# DATA TO PROCESS
* * *

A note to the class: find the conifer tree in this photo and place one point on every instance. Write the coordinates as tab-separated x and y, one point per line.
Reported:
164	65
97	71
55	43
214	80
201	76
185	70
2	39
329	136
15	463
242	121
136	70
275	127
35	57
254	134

* * *

# JOB
Please copy out every one of the rows above, character for character and in the same order.

# RESPONSE TO THE TASK
A note to the class: find the conifer tree in this photo and place one point on every instance. Write the coordinates as tab-separated x and y, one point per line.
Reported:
164	65
97	71
55	43
214	80
201	76
185	70
2	39
329	136
15	463
242	121
136	70
275	127
35	57
254	134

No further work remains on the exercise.